### WORK TO DO
Write out only the lines running from the one that contains "teal top in" to the end of the material, both ends included.

### INPUT DATA

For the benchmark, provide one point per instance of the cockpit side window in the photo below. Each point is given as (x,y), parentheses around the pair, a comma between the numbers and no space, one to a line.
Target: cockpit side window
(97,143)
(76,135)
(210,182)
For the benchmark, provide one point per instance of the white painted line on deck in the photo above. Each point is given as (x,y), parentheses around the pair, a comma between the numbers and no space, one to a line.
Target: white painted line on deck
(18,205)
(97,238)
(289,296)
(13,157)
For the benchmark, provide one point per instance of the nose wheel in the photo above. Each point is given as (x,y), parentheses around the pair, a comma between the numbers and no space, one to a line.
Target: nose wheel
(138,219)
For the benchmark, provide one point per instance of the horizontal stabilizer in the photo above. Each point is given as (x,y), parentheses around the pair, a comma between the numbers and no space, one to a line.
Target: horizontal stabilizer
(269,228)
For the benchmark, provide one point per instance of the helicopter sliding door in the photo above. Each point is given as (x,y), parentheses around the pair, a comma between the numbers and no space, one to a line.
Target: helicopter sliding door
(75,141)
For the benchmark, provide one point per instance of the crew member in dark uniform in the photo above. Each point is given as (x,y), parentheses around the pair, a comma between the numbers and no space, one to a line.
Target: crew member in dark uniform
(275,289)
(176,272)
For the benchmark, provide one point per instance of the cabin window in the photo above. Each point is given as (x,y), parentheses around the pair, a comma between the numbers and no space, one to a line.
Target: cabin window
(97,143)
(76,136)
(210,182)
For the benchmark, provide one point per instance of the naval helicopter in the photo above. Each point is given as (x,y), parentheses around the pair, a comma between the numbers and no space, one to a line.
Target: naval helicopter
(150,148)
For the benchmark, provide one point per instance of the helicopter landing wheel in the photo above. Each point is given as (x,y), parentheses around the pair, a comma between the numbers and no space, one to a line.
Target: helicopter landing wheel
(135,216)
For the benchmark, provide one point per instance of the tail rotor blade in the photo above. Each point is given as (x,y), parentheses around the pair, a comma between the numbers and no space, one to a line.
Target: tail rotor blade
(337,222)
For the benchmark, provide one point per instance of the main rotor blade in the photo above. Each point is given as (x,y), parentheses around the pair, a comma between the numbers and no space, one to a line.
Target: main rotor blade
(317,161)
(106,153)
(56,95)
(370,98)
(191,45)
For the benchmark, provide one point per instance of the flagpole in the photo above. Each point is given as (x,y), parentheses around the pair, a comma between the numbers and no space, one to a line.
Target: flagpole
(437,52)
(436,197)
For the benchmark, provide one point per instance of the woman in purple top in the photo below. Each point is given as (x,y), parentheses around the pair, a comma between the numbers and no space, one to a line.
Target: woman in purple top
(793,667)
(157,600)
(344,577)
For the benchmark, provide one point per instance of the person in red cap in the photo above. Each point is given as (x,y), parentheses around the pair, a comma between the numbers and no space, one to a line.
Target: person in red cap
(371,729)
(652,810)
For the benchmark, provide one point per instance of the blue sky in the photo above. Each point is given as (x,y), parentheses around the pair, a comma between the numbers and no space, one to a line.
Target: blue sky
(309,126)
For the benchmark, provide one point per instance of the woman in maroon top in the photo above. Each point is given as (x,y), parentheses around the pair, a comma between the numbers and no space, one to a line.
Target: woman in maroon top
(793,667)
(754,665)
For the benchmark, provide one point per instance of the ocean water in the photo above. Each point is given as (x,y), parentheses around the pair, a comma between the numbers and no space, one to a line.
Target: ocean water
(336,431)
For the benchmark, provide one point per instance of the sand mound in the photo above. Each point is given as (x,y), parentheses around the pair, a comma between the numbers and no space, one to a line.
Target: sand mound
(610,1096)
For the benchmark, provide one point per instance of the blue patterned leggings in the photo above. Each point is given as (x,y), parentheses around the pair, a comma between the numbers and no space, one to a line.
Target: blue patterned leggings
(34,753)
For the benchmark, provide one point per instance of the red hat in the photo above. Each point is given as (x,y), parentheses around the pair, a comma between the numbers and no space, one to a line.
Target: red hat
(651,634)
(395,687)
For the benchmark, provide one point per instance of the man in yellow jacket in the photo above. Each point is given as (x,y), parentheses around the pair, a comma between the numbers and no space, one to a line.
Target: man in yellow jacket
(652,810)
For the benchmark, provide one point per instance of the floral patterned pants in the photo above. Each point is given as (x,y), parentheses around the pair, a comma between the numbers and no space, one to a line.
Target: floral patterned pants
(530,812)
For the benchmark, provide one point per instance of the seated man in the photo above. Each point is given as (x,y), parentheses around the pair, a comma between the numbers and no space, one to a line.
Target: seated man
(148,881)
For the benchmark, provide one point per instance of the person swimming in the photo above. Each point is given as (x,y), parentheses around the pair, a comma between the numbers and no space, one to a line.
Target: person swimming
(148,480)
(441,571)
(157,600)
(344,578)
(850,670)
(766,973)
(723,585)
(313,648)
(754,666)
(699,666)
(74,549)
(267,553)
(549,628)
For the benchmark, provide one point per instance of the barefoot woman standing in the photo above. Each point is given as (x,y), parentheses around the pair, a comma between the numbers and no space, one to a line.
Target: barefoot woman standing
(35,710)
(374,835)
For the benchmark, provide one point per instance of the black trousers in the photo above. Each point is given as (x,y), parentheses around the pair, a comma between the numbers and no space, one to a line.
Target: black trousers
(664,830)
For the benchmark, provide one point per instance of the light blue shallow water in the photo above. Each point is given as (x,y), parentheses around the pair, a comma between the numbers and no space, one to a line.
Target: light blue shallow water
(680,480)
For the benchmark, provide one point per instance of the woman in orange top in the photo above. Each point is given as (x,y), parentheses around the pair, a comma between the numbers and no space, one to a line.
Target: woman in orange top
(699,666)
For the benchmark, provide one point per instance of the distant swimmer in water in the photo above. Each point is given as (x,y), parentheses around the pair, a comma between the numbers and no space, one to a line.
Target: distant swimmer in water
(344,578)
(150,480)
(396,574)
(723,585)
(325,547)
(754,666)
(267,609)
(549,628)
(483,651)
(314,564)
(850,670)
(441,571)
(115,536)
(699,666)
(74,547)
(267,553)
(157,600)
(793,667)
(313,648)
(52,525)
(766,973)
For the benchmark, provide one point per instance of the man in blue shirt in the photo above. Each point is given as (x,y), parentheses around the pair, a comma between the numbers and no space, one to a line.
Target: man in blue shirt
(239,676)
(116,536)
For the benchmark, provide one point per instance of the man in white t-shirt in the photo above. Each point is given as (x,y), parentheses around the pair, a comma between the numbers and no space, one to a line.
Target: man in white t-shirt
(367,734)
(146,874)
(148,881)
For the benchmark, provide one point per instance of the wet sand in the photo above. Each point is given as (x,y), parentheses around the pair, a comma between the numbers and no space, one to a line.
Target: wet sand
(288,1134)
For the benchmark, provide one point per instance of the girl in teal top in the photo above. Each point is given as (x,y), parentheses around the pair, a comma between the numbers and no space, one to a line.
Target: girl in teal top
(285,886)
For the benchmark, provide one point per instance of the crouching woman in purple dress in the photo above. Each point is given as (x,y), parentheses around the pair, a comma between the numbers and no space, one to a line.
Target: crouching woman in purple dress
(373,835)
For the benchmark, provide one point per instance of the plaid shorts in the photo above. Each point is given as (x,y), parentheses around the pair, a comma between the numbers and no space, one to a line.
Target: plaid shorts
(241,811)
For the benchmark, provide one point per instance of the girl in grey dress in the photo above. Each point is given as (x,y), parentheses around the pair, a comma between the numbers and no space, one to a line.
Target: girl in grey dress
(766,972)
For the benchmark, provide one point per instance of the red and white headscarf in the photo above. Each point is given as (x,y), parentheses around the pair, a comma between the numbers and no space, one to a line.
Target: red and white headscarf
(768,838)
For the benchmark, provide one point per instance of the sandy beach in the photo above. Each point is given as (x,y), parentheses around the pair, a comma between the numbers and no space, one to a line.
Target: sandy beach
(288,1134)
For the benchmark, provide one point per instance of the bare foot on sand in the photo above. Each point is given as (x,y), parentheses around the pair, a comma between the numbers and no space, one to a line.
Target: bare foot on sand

### TASK RESPONSE
For the benchmark, provide one point per instance of the girl in teal top in the photo above. Each point is given as (x,y), parentheses around the pair, a comma between the numbers and no space, one to a line.
Target: girl in teal top
(285,886)
For the benchmark, provide one point per instance of the crouching woman in purple dress in the photo above. Each point is given as (x,y), parentheses around the pair, a comma between the numbers and no space, one to a line.
Target: crouching woman in purple dress
(373,835)
For the benchmark, provide one point per instance of the plaid shorts in the photo above. Each point is given as (x,y), parentheses around the pair, a comma between the numbers and no space, one to a line.
Target: plaid shorts
(241,811)
For the benchmark, provide one point per instance of the girl in grey dress in the photo above. Each point is given as (x,y), parentheses around the pair, a comma between the numbers and no space, one to a line.
Target: girl in grey dress
(766,972)
For the benchmark, provide one point per instance of the red and white headscarf in the photo above. Each point is given as (x,y), parentheses around the pair, a comma between the numbers and no space, one to a line.
Target: red and white headscarf
(768,838)
For the benchmark, provide one point per instance of the sandy beach in the photo above. Each point is given as (x,y), parentheses around the pair, a comma between the numbers and no space, one to a line.
Target: sandy beach
(288,1134)
For the benchmark, provide one point per instance of the bare foot on sand in the photo above. Each point is given as (x,y), parentheses around the pair, a comma between the numbers and no space, one to a line.
Target: bare foot on sand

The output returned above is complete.